| Objective |
Starting with the line that contains "shaped like <point>156,320</point>." and going on through the line that contains "<point>298,15</point>", write out only that stretch of the material, requests included. Raise every coordinate in the answers by 137, and leave the sample points in the requests unchanged.

Dataset rows showing where objects appear
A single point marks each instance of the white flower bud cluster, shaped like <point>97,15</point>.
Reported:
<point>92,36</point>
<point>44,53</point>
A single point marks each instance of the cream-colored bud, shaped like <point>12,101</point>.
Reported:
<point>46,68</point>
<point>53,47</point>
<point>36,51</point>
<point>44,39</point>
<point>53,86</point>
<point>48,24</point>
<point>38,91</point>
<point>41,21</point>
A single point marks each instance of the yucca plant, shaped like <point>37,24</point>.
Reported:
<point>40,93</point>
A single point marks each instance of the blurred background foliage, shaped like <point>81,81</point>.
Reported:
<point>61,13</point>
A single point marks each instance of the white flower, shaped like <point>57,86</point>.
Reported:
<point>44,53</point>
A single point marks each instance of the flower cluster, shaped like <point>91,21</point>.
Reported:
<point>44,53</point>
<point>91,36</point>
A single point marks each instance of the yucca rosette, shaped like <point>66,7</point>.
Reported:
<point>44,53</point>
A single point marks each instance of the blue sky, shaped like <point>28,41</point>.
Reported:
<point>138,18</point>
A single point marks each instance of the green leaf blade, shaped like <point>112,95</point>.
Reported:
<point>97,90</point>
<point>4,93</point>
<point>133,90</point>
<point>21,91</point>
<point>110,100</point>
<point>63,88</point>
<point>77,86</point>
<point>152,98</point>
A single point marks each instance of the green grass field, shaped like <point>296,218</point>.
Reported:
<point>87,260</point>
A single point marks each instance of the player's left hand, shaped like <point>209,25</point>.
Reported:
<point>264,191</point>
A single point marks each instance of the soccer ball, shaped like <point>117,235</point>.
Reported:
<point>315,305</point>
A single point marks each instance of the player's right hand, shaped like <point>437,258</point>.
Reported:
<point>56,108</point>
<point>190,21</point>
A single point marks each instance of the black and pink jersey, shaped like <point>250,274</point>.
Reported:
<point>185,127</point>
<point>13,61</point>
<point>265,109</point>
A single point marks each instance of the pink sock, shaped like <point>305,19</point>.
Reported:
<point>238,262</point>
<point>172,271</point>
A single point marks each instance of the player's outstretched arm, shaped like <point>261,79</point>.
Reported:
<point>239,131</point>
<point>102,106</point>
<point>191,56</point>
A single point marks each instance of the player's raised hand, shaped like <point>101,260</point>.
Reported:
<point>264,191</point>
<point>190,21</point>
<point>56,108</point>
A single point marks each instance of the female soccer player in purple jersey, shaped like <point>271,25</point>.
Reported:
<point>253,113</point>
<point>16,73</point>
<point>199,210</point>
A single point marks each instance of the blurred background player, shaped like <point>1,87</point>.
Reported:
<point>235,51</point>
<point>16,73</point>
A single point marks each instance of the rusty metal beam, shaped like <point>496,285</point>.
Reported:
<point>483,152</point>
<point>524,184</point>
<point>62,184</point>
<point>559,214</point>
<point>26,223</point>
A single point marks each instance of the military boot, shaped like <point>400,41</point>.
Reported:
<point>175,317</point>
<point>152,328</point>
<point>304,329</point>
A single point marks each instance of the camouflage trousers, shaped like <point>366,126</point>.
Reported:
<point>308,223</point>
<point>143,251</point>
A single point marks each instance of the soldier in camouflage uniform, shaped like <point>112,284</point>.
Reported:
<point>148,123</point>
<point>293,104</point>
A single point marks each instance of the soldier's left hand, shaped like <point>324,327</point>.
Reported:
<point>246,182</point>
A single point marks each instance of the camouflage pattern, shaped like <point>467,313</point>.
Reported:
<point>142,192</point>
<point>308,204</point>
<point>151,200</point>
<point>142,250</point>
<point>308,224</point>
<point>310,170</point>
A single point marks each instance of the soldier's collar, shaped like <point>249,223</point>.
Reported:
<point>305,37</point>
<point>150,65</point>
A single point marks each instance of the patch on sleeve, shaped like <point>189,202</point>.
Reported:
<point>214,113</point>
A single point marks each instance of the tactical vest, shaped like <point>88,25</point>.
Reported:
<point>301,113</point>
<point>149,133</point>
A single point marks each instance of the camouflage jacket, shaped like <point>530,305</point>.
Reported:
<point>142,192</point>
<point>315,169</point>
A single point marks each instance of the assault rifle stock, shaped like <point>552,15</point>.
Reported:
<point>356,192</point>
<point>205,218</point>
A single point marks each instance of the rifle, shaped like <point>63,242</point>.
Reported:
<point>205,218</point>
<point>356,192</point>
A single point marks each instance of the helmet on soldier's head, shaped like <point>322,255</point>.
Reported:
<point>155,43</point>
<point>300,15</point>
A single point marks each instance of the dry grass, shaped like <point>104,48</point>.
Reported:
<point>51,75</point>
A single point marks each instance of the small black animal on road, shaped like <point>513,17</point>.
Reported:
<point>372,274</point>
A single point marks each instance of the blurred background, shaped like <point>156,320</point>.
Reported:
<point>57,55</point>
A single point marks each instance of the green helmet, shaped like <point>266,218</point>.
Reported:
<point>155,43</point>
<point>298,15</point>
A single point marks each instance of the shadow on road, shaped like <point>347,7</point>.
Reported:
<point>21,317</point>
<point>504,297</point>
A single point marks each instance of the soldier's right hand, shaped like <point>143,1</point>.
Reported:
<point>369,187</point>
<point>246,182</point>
* * *
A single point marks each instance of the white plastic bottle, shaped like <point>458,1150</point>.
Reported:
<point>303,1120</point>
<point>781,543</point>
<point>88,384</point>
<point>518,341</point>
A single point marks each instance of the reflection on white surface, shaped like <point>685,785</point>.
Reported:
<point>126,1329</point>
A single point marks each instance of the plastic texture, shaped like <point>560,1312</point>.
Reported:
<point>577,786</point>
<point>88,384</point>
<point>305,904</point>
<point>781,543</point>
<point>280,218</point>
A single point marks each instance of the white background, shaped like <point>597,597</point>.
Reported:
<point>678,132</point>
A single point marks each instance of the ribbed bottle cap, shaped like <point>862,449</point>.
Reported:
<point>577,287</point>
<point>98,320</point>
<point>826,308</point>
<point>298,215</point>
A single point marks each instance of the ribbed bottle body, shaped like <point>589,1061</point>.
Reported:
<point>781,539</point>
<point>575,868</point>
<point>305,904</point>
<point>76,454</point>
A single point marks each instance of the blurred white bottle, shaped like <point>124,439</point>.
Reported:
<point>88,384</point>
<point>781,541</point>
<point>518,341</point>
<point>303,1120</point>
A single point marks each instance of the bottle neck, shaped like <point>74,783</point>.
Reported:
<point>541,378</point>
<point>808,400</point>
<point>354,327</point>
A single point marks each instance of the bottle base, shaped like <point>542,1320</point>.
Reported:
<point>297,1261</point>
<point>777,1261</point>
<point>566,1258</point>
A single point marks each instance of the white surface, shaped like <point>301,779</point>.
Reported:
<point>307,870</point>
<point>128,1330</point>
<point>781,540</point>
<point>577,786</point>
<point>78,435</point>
--
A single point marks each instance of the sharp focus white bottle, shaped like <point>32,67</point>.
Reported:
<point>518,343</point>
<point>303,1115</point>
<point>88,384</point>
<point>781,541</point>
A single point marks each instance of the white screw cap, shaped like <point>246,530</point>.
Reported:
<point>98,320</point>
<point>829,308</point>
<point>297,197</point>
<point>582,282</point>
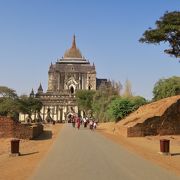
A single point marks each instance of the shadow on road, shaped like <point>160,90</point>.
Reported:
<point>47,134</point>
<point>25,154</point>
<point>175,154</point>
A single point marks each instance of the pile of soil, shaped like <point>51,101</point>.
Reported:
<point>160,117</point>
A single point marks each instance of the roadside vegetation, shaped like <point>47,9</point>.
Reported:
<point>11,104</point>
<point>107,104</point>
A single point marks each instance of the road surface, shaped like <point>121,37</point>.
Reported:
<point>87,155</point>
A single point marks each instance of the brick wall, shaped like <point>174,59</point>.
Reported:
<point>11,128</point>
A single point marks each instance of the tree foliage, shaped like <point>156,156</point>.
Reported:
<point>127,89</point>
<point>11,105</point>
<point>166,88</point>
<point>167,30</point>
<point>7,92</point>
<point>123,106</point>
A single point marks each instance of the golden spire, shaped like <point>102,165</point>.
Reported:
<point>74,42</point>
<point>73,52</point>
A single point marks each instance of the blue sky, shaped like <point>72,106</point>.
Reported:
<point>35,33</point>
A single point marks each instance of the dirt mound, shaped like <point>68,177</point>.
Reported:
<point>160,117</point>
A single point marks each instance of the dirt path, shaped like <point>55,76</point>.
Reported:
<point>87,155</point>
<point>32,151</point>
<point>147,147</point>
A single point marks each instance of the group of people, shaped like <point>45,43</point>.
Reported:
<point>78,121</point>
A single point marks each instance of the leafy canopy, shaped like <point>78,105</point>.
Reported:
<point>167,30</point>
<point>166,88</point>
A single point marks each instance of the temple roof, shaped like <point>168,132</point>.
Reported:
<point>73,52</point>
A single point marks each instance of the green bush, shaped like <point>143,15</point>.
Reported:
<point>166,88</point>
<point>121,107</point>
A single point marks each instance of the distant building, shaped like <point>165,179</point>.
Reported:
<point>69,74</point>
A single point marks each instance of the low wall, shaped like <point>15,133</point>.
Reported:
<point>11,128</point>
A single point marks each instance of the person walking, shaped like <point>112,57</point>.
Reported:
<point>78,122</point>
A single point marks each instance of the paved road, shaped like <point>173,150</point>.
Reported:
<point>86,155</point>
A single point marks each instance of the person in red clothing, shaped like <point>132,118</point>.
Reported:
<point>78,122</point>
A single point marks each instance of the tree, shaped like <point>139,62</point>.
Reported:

| Response to this exercise |
A single point marks each instance of the blurred background, shaped like <point>156,320</point>.
Reported:
<point>194,192</point>
A single point marks each instance of the green helmet, shaped like <point>266,218</point>.
Reported:
<point>292,180</point>
<point>435,152</point>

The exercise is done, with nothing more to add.